- **ABOUT THIS EXERCISE**
Using the entries below, transcribe exactly the line containing "Question. Identify every instance of the church" and each line that follows it to the end.

(Recorded data)
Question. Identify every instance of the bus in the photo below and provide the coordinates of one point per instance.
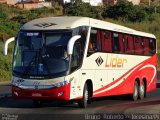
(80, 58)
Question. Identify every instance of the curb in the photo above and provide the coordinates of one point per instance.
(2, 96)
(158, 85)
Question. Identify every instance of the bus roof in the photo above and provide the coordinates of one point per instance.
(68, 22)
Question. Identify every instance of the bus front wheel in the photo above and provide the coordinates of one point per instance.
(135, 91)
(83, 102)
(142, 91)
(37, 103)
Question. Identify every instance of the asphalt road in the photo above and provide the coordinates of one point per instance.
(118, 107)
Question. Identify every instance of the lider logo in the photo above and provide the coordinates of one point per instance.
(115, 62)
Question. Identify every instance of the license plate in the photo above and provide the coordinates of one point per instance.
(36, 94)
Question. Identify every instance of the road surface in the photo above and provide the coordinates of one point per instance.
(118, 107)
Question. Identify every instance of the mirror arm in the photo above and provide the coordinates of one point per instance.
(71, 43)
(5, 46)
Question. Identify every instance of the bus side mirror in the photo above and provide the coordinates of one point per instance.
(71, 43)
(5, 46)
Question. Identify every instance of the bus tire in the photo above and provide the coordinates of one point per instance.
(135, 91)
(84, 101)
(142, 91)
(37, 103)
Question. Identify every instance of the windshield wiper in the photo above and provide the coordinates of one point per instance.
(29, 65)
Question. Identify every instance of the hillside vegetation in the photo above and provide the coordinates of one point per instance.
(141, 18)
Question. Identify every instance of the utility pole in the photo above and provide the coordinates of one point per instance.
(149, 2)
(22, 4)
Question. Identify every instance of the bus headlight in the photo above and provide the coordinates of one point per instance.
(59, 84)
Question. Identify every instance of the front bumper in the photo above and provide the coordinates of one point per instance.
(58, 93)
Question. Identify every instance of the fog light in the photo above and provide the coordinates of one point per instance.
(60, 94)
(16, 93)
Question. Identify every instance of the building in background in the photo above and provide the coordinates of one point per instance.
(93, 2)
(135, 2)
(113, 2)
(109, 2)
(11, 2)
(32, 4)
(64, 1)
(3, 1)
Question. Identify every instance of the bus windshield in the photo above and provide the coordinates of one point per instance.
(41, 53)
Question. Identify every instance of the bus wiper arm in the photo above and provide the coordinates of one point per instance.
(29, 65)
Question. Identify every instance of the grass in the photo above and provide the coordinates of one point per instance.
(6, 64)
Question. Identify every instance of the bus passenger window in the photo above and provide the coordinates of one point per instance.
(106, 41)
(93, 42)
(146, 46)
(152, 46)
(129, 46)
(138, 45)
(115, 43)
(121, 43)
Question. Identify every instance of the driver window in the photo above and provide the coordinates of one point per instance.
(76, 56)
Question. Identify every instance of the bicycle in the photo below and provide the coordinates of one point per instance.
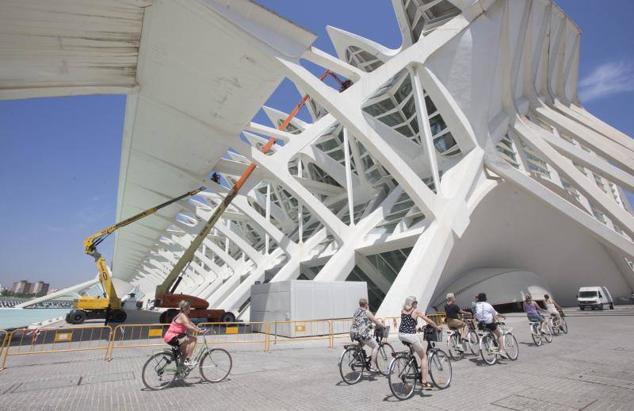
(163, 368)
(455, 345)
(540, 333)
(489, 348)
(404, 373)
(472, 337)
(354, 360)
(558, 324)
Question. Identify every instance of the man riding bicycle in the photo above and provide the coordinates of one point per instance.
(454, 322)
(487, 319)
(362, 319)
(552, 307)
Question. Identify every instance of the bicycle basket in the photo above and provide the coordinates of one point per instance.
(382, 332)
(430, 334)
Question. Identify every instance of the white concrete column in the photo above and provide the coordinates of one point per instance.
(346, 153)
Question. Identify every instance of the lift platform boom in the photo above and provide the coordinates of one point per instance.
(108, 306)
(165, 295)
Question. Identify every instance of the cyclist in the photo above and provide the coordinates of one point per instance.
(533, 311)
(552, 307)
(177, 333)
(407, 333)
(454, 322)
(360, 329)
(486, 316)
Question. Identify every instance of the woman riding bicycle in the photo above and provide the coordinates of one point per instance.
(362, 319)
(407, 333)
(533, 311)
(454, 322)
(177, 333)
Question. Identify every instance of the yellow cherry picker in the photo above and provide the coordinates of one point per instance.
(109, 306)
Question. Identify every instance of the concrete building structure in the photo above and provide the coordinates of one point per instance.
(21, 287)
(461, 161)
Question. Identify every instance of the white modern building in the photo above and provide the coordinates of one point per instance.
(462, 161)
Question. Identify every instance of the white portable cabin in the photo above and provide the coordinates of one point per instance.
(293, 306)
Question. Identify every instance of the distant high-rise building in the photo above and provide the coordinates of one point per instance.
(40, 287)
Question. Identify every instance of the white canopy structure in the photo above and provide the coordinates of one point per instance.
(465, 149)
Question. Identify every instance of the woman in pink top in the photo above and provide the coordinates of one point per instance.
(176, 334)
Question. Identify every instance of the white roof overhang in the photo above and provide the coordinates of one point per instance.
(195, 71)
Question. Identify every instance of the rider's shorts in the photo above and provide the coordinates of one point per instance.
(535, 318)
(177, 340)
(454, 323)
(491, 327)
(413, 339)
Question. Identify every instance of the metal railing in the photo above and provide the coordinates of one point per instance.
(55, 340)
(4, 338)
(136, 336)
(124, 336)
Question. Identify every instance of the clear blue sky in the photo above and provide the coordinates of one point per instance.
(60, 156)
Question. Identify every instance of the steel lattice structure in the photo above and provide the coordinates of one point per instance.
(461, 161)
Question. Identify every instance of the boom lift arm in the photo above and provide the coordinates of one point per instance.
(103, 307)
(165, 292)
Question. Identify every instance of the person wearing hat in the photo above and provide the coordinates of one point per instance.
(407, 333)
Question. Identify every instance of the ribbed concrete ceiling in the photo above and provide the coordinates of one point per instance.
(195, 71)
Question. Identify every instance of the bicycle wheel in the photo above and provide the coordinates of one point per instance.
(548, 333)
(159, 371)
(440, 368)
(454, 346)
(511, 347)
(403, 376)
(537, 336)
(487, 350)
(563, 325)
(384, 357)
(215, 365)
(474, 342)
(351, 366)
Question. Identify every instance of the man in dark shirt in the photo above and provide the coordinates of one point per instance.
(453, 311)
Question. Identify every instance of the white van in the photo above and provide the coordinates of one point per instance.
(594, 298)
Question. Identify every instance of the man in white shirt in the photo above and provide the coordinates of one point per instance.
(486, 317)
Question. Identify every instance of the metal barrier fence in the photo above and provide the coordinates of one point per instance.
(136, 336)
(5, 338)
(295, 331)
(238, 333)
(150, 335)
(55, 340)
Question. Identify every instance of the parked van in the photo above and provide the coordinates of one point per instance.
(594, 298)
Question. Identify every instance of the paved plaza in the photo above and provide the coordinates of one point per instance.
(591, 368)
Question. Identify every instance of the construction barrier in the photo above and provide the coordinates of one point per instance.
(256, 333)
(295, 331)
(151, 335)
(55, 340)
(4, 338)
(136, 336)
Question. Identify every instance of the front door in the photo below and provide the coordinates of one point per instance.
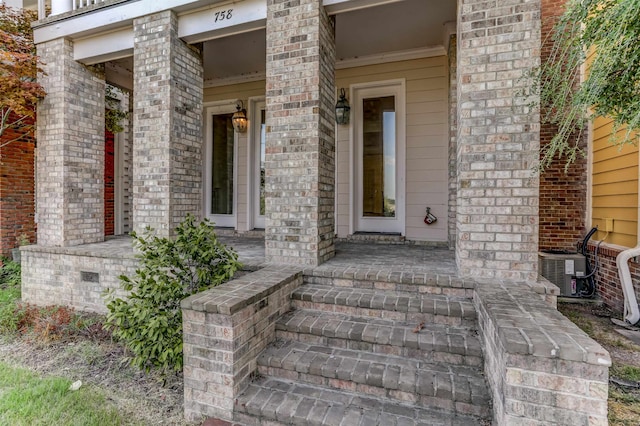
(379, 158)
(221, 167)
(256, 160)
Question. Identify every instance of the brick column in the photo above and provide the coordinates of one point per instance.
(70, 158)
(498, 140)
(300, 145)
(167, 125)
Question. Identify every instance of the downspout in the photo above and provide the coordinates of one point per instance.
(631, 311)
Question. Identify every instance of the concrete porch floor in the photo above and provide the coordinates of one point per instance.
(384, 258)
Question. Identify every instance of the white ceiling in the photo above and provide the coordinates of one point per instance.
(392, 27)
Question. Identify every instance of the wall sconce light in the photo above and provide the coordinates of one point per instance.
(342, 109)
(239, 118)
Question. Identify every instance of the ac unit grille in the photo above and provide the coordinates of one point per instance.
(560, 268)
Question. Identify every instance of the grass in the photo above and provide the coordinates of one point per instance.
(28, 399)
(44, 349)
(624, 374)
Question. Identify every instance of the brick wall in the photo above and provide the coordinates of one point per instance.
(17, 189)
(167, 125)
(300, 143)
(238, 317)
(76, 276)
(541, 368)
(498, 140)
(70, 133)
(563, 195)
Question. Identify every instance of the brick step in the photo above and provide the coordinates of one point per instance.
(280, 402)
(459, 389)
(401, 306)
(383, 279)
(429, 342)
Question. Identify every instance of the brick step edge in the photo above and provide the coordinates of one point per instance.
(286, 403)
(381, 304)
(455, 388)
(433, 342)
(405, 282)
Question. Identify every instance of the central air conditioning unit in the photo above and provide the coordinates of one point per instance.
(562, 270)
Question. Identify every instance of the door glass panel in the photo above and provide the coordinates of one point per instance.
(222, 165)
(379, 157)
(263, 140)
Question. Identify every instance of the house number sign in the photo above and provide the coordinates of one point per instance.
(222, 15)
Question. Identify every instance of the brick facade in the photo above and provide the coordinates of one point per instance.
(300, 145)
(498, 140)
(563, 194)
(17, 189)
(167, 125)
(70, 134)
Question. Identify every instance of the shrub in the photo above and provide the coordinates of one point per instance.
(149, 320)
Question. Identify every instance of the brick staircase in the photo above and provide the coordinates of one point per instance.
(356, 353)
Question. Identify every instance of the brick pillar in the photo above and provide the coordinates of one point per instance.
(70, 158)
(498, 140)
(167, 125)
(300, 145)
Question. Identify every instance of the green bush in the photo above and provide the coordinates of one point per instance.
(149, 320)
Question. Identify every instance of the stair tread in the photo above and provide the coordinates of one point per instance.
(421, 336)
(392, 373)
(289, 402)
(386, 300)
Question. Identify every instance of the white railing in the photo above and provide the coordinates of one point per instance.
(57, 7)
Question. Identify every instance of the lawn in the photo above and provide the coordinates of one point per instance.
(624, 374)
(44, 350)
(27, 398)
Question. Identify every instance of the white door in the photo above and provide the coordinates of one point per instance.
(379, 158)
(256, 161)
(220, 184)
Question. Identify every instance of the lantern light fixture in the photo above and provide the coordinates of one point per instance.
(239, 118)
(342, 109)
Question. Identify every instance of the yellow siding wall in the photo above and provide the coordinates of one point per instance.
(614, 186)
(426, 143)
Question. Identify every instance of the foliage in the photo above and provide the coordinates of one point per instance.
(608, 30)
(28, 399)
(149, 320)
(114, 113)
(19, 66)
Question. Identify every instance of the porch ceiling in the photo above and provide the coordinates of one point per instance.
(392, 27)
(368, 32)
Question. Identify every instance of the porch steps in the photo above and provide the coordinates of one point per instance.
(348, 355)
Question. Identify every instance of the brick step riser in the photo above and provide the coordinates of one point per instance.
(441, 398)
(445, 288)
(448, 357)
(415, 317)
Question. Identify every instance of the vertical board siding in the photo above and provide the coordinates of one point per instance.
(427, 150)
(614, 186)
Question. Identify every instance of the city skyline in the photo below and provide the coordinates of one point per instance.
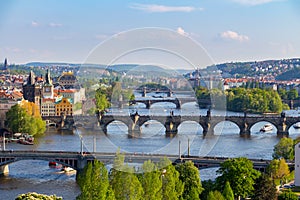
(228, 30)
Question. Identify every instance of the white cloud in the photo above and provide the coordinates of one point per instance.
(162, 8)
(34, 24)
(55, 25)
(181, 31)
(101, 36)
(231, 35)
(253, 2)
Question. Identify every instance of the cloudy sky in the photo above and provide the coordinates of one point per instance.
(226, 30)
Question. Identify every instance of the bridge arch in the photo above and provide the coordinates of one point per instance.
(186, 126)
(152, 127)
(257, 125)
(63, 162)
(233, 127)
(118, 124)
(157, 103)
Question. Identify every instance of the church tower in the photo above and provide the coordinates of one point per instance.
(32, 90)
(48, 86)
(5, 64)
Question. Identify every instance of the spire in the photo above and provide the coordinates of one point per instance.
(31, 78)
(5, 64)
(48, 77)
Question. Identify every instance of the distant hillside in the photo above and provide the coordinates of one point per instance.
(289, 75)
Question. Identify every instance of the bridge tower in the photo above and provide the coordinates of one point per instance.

- **RESULT FOR THIS TASK**
Question. Identify every instance of the church tower in the photo above and provide the coordinates of one point per instance.
(32, 90)
(48, 86)
(5, 64)
Question. Identify every instance of the spire in the photo above and provide the coordinates of one point per instance.
(31, 78)
(5, 64)
(48, 77)
Question. Identify every instance of the distant hillside in the photo above and provide the coordinates of one point per instance.
(289, 75)
Question. Identify every instance of the bridge tower in the photo above and provide the coordinates of one point per instance.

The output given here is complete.